-- Document --
════════
In [1]:
%matplotlib inline
%load_ext autoreload
%autoreload 2
from __future__ import division
import sys
import os
from os.path import join as pjoin
from glob import glob
sys.path.append('..')

In [2]:
import cv2
import csv
import numpy as np
from sklearn.model_selection import train_test_split
from utils.commands import unzip, make_data_dir, mkdir, call, count_file, KaggleCLI, execute_in

cli = KaggleCLI('dogs-vs-cats-redux-kernels-edition')

  from ._conv import register_converters as _register_converters
Using TensorFlow backend.


## Data preprocess

In [3]:
cli.download_data()

In [4]:
data_path = pjoin(os.getcwd(), 'data')
model_path = pjoin(os.getcwd(), 'models')
sample_path = pjoin(data_path, 'sample')
train_name = 'train'
valid_name = 'valid'
test_name = 'ttest'

In [7]:
unzip(os.path.join(data_path, 'test.zip'), data_path)
unzip(os.path.join(data_path, 'train.zip'), data_path)

data/test.zip data
data/train.zip data


0

In [8]:
for category in ['dogs', 'cats']:
    for folder in ['train', 'test', 'valid']:
        mkdir(os.path.join(data_path, folder, category))
        mkdir(os.path.join(sample_path, folder, category))

In [5]:
cwd = os.getcwd()
os.chdir('data/train/')

call("find . -name 'cat.*' | xargs -J ^ mv ^ cats")
call("find . -name 'dog.*' | xargs -J ^ mv ^ dogs")

os.chdir(cwd)

/Users/dorian/WorkSpace/kaggle_fun/dogs_vs_cats_redux_kernels_edition/data/train


In [5]:
cwd = os.getcwd()
os.chdir('data/')

train_cats, valid_cats, train_dogs, valid_dogs = train_test_split(os.listdir('train/cats'), os.listdir('train/dogs'), test_size=0.2)
════════
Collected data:
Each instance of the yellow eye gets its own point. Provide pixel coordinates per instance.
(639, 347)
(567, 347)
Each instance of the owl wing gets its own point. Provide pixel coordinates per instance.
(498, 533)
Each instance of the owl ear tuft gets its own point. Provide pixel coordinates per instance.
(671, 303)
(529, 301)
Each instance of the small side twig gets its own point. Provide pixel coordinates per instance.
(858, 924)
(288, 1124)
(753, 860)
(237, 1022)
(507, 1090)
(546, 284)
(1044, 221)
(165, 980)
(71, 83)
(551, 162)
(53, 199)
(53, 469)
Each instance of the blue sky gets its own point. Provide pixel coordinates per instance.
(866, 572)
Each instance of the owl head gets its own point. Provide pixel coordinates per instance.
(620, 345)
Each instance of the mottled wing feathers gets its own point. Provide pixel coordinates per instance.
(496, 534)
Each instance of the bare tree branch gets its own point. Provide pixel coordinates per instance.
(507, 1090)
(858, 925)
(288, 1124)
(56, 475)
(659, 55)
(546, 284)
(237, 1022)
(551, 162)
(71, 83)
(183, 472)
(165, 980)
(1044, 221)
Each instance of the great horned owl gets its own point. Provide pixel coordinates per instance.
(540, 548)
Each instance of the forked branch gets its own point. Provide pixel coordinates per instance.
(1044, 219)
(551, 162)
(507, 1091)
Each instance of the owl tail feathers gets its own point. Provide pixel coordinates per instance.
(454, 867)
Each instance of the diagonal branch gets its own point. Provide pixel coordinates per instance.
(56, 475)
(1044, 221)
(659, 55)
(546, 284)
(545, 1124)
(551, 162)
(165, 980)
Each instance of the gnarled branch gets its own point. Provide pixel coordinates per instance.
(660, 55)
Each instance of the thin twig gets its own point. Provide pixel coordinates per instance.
════════
-- Given task A --
Answer these questions about the dogs-vs-cats notebook, one per line:
(i) What competition name is passed to KaggleCLI?
(ii) What string is assigned to test_name?
(iii) What test_size is given to train_test_split?
-- Given task B --
In the dogs-vs-cats notebook, restate the cell beginning "for category in ['dogs', 'cats']:" as a short bulleted list of what it does.
-- Given task C --
Carry on the dogs-vs-cats notebook from its last line of code.
The collected data has no role in any of this.

-- Task answer A --
(i) 'dogs-vs-cats-redux-kernels-edition'
(ii) 'ttest'
(iii) 0.2

-- Task answer B --
- Loops over the categories dogs and cats.
- For each category, loops over the folders train, test and valid.
- Uses mkdir to create data_path/folder/category.
- Uses mkdir to create the same folder/category path under sample_path.

-- Task answer C --
train_cats, test_cats, train_dogs, test_dogs = train_test_split(train_cats, train_dogs, test_size=0.1)

# training data
for d in valid_dogs:
    call("mv train/dogs/{} valid/dogs".format(d))
for c in valid_cats:
    call("mv train/cats/{} valid/cats".format(c))

for d in test_dogs:
    call("mv train/dogs/{} test/dogs".format(d))
for c in test_cats:
    call("mv train/cats/{} test/cats".format(c))


# sample data
for d in train_dogs[:20]:
    call("cp train/dogs/{} sample/train/dogs".format(d))
for c in train_cats[:20]:
    call("cp train/cats/{} sample/train/cats".format(c))

for d in valid_dogs[:5]:
    call("cp train/dogs/{} sample/valid/dogs".format(d))
for c in valid_cats[:5]:
    call("cp train/cats/{} sample/valid/cats".format(c))

for d in test_dogs[:5]:
    call("cp train/dogs/{} sample/test/dogs".format(d))
for c in test_cats[:5]:
    call("cp train/cats/{} sample/test/cats".format(c))


os.chdir(cwd)

/Users/dorian/WorkSpace/kaggle_fun/dogs_vs_cats_redux_kernels_edition/data
/Users/dorian/WorkSpace/kaggle_fun/dogs_vs_cats_redux_kernels_edition


## Fine tune VGG

In [4]:
from utils.pretrained_models import VGG16
from keras.preprocessing.image import ImageDataGenerator

In [5]:
vgg_model = VGG16.get_model(2).model

In [7]:
train_datagen = ImageDataGenerator()
valid_datagen = ImageDataGenerator()
test_datagen = ImageDataGenerator()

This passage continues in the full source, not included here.